• _TASK ITEM_
The entries below hold a line with "Spot the stainless steel refrigerator" and a line with "Spot the bar". Return those lines and all that lie between them, exactly and only.

• _MATERIAL FOR THIS EXERCISE_
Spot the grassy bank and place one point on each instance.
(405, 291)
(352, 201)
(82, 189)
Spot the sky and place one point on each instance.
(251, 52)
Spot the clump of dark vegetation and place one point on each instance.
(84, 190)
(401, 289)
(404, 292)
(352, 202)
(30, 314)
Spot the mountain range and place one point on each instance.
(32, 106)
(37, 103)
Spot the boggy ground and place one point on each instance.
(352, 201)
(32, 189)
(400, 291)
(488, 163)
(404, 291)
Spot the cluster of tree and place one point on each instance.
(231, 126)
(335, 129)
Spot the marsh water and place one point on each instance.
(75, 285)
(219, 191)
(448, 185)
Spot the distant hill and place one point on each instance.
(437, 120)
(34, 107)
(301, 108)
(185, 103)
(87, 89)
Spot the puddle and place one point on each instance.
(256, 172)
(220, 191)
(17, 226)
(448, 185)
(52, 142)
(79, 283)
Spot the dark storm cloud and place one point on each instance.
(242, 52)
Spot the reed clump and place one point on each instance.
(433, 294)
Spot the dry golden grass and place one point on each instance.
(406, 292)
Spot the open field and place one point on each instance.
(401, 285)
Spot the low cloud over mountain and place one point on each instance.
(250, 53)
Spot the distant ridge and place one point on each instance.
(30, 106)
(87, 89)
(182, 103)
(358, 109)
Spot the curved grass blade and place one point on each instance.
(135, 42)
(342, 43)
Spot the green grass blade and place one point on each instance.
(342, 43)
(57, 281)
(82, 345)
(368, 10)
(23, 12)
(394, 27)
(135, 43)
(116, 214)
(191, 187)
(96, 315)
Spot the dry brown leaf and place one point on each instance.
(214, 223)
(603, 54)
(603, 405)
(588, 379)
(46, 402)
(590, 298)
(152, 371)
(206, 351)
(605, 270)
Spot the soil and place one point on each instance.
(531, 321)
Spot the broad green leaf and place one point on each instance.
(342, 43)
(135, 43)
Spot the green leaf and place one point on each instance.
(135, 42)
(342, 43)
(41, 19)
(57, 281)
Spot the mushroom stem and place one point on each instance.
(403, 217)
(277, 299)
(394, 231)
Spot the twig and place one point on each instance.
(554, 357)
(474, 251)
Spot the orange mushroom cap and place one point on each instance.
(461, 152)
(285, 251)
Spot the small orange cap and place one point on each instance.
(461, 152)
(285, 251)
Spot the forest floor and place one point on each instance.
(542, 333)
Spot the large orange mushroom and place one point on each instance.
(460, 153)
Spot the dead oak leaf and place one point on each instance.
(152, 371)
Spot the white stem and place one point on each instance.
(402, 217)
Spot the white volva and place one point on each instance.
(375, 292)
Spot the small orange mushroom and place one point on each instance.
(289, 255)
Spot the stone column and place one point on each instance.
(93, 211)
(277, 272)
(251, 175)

--

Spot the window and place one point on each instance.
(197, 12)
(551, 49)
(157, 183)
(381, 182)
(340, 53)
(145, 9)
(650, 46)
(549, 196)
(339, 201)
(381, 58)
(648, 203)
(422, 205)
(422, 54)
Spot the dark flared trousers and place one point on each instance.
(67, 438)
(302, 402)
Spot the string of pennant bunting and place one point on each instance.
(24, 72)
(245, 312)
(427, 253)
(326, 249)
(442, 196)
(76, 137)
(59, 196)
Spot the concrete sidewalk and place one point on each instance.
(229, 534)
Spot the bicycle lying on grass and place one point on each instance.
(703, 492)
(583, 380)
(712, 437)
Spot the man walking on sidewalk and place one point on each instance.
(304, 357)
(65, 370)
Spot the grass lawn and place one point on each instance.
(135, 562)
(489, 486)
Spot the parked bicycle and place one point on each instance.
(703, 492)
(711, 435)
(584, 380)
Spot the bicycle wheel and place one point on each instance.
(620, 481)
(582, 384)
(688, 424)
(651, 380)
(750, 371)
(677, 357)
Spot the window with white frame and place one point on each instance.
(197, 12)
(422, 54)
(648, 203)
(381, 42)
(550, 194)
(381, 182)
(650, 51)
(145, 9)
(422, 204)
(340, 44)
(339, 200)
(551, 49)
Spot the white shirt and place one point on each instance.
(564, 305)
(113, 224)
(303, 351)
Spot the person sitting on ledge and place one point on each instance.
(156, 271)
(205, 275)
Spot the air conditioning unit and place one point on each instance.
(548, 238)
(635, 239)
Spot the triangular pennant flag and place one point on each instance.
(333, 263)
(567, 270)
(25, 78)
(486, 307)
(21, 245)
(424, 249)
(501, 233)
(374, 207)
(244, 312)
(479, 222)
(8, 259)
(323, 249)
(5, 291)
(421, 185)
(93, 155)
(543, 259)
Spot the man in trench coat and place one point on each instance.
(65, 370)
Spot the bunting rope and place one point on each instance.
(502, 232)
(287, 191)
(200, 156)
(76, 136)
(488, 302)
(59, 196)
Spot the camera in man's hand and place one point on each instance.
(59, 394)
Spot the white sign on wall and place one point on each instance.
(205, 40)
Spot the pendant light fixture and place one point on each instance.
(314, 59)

---

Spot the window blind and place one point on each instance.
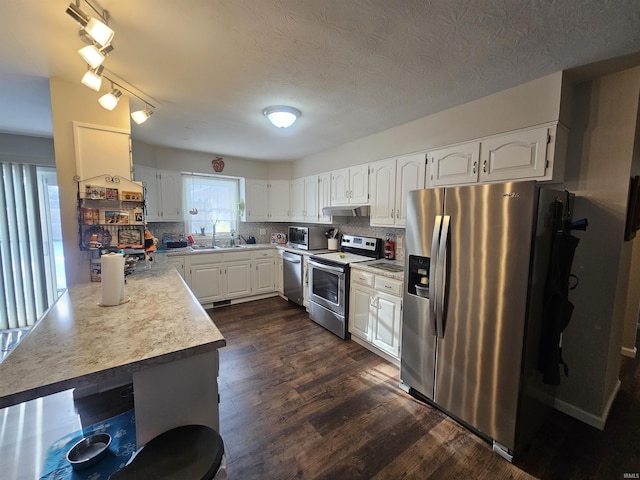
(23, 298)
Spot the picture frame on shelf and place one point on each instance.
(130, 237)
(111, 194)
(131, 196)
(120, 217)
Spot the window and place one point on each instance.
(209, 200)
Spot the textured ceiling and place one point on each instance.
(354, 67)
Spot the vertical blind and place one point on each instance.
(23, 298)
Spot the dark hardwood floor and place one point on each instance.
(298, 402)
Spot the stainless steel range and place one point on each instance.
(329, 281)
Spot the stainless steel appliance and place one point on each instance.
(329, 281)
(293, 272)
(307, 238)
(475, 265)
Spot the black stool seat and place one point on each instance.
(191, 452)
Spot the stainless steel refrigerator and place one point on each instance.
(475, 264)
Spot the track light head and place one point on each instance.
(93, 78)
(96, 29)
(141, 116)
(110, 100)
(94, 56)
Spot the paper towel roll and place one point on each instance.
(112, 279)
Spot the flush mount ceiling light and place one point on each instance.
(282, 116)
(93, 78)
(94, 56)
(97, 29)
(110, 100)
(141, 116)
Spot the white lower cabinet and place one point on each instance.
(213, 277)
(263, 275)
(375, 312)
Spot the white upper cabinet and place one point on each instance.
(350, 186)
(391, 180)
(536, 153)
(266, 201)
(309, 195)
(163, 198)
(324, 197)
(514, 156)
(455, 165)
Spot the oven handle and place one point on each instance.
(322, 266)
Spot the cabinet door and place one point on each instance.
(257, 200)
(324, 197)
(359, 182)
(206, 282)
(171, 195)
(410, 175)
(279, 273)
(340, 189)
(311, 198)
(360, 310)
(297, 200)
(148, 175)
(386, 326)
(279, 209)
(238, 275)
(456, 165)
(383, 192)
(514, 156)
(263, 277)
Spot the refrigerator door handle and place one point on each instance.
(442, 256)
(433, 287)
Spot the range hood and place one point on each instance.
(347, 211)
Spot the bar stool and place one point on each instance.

• _RESULT_
Spot the stainless steel refrigerator and place one point on each instance.
(475, 264)
Spot the track light head and place one point on each instance.
(93, 78)
(96, 29)
(141, 116)
(110, 100)
(94, 56)
Spot the paper towel roll and place one point on each instance.
(112, 279)
Spot the flush mount ceiling light and place one point on each instance.
(282, 116)
(93, 78)
(94, 56)
(97, 29)
(110, 100)
(141, 116)
Spot the white lower cabinet and place one point on each instance.
(213, 277)
(263, 275)
(375, 312)
Spot the white upper cabinet and place one point on each instance.
(350, 186)
(391, 180)
(536, 153)
(266, 201)
(309, 195)
(163, 198)
(324, 197)
(514, 156)
(455, 165)
Spot the oven handle and place one point on each instance.
(322, 266)
Spot the cabinet door and place one point on each instance.
(257, 200)
(324, 197)
(359, 182)
(206, 282)
(171, 195)
(410, 175)
(279, 273)
(340, 189)
(311, 198)
(360, 310)
(297, 200)
(148, 175)
(386, 326)
(279, 209)
(238, 275)
(456, 165)
(383, 192)
(514, 156)
(263, 277)
Spot the refrigerator door handle and place one point on each instance.
(442, 256)
(433, 287)
Spot the range hood and place one point on each instance.
(347, 211)
Spot the bar stool and place one point on each instance.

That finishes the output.